◆ **INSTRUCTIONS TO FOLLOW**: Starting at the beginning of the entries and going on through the line with "POLYGON ((151 60, 153", write the lines out again with "rubber band" swapped for "elastic band" and nothing else changed. Leave the pictures out.
********************
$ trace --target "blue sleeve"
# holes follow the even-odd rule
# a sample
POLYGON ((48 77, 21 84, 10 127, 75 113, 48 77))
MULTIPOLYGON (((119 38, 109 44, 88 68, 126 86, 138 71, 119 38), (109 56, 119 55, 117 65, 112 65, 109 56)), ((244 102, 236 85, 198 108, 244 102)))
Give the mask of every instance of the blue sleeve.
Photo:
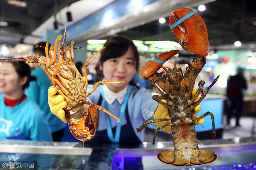
MULTIPOLYGON (((37 109, 33 110, 33 112, 37 109)), ((30 139, 39 141, 52 141, 48 123, 40 110, 32 114, 30 121, 30 139)))

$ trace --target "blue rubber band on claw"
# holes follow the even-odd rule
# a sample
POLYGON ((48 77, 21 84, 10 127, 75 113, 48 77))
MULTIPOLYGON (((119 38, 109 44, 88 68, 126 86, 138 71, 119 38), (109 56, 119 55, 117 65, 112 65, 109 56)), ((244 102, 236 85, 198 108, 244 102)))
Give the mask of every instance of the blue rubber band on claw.
POLYGON ((177 21, 176 22, 173 24, 171 25, 170 25, 170 27, 171 28, 171 29, 173 29, 174 28, 178 26, 178 25, 180 24, 182 22, 185 20, 189 18, 189 17, 191 17, 192 16, 193 16, 196 13, 197 13, 197 12, 193 10, 192 11, 190 12, 189 13, 187 14, 186 15, 183 16, 182 18, 181 18, 179 20, 177 21))
POLYGON ((151 60, 153 61, 156 62, 157 63, 164 63, 165 62, 169 60, 169 59, 168 59, 166 60, 160 60, 157 59, 156 58, 155 58, 155 56, 155 56, 154 57, 151 58, 151 60))

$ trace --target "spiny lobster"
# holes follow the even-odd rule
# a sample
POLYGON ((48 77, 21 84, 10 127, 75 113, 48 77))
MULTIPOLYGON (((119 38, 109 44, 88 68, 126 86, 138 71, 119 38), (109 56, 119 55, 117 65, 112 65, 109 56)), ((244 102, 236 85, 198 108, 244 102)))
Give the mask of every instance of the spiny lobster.
POLYGON ((180 8, 172 13, 169 22, 173 32, 180 41, 183 48, 195 55, 192 63, 188 63, 184 74, 181 69, 177 69, 174 62, 173 69, 162 66, 163 63, 178 54, 179 50, 167 51, 155 56, 141 69, 141 74, 145 80, 151 80, 150 85, 160 95, 153 96, 153 99, 167 108, 169 117, 148 119, 137 128, 137 132, 141 132, 148 123, 169 121, 156 128, 153 144, 155 143, 158 130, 171 127, 174 151, 160 152, 157 156, 159 160, 177 166, 189 166, 210 163, 217 159, 217 156, 210 150, 199 150, 194 125, 204 117, 210 115, 212 121, 212 134, 214 137, 214 116, 212 113, 207 112, 195 119, 193 115, 196 113, 193 109, 204 98, 219 76, 204 90, 203 87, 205 82, 201 80, 198 83, 198 89, 192 92, 196 78, 205 65, 206 57, 209 52, 206 27, 200 16, 191 9, 180 8), (161 66, 164 71, 157 72, 161 66), (166 77, 164 76, 165 73, 166 77), (201 96, 198 97, 200 94, 201 96), (199 100, 197 101, 197 98, 199 100), (167 103, 161 100, 163 99, 166 100, 167 103))
POLYGON ((65 47, 66 32, 65 28, 63 41, 59 46, 58 53, 58 45, 63 34, 58 36, 55 44, 53 44, 50 49, 48 48, 48 43, 46 43, 45 47, 46 56, 31 55, 1 58, 0 62, 26 61, 41 64, 42 68, 52 81, 58 93, 64 97, 67 103, 67 105, 64 110, 70 132, 78 139, 82 141, 87 141, 94 136, 98 128, 98 109, 109 114, 118 121, 120 121, 120 119, 100 106, 90 102, 86 98, 100 84, 124 81, 99 81, 95 83, 91 90, 86 92, 88 85, 86 67, 104 47, 98 51, 85 64, 82 69, 82 76, 74 63, 74 49, 80 48, 73 47, 74 41, 71 42, 70 48, 67 44, 65 47), (90 106, 88 108, 86 105, 90 106))

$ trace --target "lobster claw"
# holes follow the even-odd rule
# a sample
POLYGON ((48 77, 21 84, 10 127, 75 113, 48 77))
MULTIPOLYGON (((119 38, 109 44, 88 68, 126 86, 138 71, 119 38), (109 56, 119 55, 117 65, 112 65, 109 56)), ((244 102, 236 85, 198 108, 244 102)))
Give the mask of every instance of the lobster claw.
POLYGON ((183 48, 191 54, 206 57, 210 47, 202 18, 189 8, 179 8, 172 13, 169 18, 170 27, 183 48))
POLYGON ((158 55, 148 61, 141 68, 141 74, 143 77, 148 77, 155 73, 165 61, 179 52, 180 50, 174 50, 158 55))

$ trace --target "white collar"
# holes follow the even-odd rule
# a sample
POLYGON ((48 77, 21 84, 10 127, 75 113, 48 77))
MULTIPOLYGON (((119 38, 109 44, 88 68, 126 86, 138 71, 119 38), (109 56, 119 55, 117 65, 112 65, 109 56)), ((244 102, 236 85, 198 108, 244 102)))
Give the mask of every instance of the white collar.
POLYGON ((103 93, 104 93, 104 98, 105 99, 109 105, 111 105, 116 99, 118 103, 121 104, 124 100, 124 96, 127 91, 128 86, 118 93, 115 93, 109 89, 107 85, 103 85, 103 93))

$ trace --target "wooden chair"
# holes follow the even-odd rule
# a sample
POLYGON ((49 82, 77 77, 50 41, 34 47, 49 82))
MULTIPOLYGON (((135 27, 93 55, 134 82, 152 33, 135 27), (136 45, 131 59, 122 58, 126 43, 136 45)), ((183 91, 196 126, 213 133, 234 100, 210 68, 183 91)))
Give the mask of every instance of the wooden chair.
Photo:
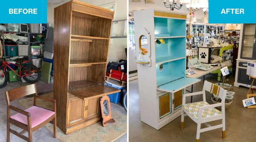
********************
◆ **ANSWER FOR THIS EXERCISE**:
$ trace --target "blue sleeve"
# holes follow the even-odd rule
# a sample
POLYGON ((48 77, 21 84, 10 127, 75 113, 48 77))
MULTIPOLYGON (((119 38, 109 44, 88 68, 126 86, 138 71, 119 38), (109 56, 119 55, 117 65, 112 65, 109 56)), ((244 102, 236 85, 198 108, 244 102)))
Give the mask of every instance of the blue sleeve.
Photo:
MULTIPOLYGON (((37 109, 33 110, 33 112, 37 109)), ((30 139, 39 141, 52 141, 48 123, 40 110, 32 114, 30 121, 30 139)))

$ trace --target "blue elastic band on claw"
# holes follow the even-odd rule
# a sample
POLYGON ((48 77, 21 84, 10 127, 75 113, 48 77))
MULTIPOLYGON (((119 38, 109 44, 88 68, 126 86, 138 71, 119 38), (109 56, 119 55, 117 65, 112 65, 109 56)), ((244 102, 236 85, 198 108, 244 102)))
Give the mask of every instance of the blue elastic band on claw.
POLYGON ((177 21, 176 22, 173 24, 171 25, 170 25, 170 27, 171 28, 171 29, 173 29, 174 28, 178 26, 178 25, 180 24, 182 22, 185 20, 189 18, 189 17, 191 17, 192 16, 193 16, 196 13, 197 13, 197 12, 193 10, 192 11, 190 12, 189 13, 187 14, 186 15, 183 16, 182 18, 181 18, 179 20, 177 21))
POLYGON ((151 60, 153 61, 156 62, 157 63, 164 63, 165 62, 169 60, 169 59, 168 59, 166 60, 160 60, 157 59, 156 58, 155 58, 155 56, 155 56, 154 57, 151 58, 151 60))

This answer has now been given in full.